(Stored data)
════
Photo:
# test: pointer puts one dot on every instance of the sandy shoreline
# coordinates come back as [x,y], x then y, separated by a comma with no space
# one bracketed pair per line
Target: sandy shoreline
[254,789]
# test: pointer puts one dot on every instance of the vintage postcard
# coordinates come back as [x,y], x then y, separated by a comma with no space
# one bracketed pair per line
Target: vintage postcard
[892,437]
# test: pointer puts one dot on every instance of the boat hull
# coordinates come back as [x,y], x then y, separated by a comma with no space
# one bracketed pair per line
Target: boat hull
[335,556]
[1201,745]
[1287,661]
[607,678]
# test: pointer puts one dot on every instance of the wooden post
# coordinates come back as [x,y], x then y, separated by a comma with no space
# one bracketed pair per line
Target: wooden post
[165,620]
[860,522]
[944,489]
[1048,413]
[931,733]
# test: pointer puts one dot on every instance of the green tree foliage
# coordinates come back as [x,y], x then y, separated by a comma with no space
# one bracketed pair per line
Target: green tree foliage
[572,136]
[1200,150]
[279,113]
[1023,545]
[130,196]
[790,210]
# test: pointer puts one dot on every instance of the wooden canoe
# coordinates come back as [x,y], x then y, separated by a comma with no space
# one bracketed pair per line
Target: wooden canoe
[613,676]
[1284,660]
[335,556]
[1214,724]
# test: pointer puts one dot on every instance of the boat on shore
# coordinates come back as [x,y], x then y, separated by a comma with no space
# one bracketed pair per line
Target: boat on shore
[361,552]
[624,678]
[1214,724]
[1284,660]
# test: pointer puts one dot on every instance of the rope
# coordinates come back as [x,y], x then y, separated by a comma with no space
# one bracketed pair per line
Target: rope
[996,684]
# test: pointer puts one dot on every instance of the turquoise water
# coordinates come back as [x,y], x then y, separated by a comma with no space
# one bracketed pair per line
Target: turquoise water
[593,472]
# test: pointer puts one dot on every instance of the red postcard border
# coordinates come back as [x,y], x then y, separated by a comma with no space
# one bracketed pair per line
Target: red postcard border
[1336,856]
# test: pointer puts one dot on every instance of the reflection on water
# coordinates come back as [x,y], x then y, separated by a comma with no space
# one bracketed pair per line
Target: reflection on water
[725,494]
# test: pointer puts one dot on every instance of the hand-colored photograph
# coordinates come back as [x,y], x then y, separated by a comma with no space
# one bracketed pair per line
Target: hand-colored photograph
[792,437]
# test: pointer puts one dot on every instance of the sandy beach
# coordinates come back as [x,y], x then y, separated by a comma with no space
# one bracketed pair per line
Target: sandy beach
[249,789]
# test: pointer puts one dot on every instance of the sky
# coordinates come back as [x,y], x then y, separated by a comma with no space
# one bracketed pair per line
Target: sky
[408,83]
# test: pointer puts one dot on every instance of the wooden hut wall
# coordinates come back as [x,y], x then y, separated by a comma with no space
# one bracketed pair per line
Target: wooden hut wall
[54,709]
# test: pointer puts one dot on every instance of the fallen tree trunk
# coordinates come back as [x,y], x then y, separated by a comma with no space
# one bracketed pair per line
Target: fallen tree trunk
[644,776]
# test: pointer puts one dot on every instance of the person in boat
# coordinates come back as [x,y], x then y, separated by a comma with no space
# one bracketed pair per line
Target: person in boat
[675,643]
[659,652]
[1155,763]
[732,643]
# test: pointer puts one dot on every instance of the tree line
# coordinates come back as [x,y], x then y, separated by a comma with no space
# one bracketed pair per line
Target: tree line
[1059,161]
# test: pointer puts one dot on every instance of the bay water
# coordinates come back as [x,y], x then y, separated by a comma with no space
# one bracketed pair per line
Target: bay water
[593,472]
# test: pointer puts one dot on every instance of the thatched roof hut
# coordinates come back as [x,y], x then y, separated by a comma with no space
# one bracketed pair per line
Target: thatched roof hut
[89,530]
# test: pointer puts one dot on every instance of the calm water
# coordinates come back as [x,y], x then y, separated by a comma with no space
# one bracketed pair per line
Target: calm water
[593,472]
════
**REQUIRED WORK**
The output should restate the data exactly, with no line missing.

**RESULT**
Photo:
# test: pointer puts one dot on every instance of the sandy shoreline
# coordinates come back as [x,y], x then y, separated by a comma with no space
# one bracketed pair per line
Target: sandy shoreline
[254,789]
# test: pointer puts one dot on every instance of the vintage postcard
# coordinates come back as [x,y], x then y, separated by a comma with no space
# one bracketed pair per line
Target: vintage postcard
[892,437]
# test: pointer puts one dot on every instance of the boat hull
# coordinates come back as [x,y], x then y, separated by a comma with no space
# one bracketed pair per line
Target: boat hull
[335,556]
[1201,745]
[1287,661]
[607,678]
# test: pointer puts one dot on every instance of the wooden post
# coordinates come back as [x,y], x then y, separated by a comma with no space
# one bracketed pair per line
Target: wooden post
[165,620]
[860,522]
[944,489]
[1048,413]
[931,733]
# test: pointer puts one dot on every instance of the green tree foliage
# coordinates come back as [x,y], x then y, separated by a comma with no space
# one bracketed pair per line
Target: green tree foliage
[572,136]
[1200,150]
[279,113]
[1023,545]
[130,196]
[790,210]
# test: pointer puts one dot on every instance of the wooden canoe
# coordinates come back as [x,y], x then y, separated by a comma with no space
# one bracketed pair per line
Target: wooden canoe
[613,676]
[1284,660]
[335,556]
[1214,724]
# test: pointer puts one dot on every instance of the boat on shore
# coordinates come back as [x,y], x then y, separated by a comma with no space
# one bracketed pair per line
Target: boat on shore
[361,552]
[624,678]
[1214,724]
[1284,660]
# test: pointer puts one dot on every instance of the rope
# coordinates come back as [x,y], x then y, separated by a comma with no space
# one bracketed pair per line
Target: rope
[996,684]
# test: pointer puts one dot on every instance of the turquoise water
# coordinates come back as [x,y], x then y, separated by a comma with no space
# one bracketed pair per line
Target: turquoise water
[593,472]
# test: pointer puts one dot on every instance of the red postcard border
# coordinates come back as [x,y], x then y, separated by a comma with no space
# one bracketed pair per line
Target: red postcard border
[1336,856]
# test: pointer puts one dot on every instance of the reflection on water
# coordinates come back as [x,y], x then y, separated by a comma with no space
# one bracketed pair per line
Target: reflection on water
[725,494]
# test: pointer puts one dot on every instance of the hand-colored photograph
# coordinates come back as [x,y], x then y, separated by a comma with no space
# one bracketed pair per line
Target: hand-colored photograph
[792,437]
# test: pointer puts one dot on every instance of the sandy beach
# coordinates come back as [x,y], x then y, separated by a comma with no space
# one bracketed pair per line
Target: sandy beach
[249,789]
# test: pointer puts one dot on every instance of the sky
# coordinates come back as [x,y], x then y, separated by a comma with no space
# one bracketed pair per line
Target: sky
[408,83]
# test: pointer puts one dot on every instance of the wooden hut wall
# coordinates come back as [x,y], x then y, separated by a comma with no space
# one bracketed pair per line
Target: wooden hut wall
[54,709]
# test: pointer puts one dot on every instance of the fallen tree trunk
# coordinates come back as [x,y], x then y, separated by a comma with no space
# one bracketed pair per line
Target: fallen tree trunk
[644,776]
# test: pointer puts one dot on every instance of the person in boat
# coordinates come back as [x,y], x then y, separated by a comma with no space
# one bracketed pair per line
Target: person in boat
[675,643]
[659,652]
[1155,763]
[732,643]
# test: pointer puts one dot on every instance of the tree line
# coordinates come back as [x,y], x then y, separated by a comma with no space
# one bracketed pair per line
Target: tree line
[1059,161]
# test: pointer puts one dot on every instance of the bay water
# coordinates come back as [x,y], x then y, separated by a comma with no space
# one bracketed pair per line
Target: bay water
[593,472]
# test: pointer puts one dot on every instance of the thatched roof hut
# coordinates come back as [x,y], x then y, separated by a comma with no space
# one bracketed pair per line
Target: thatched roof hut
[89,530]
# test: pointer puts one dot on every instance of the calm water
# coordinates come back as [x,y], x then y, separated by a comma with no space
# one bracketed pair per line
Target: calm water
[593,472]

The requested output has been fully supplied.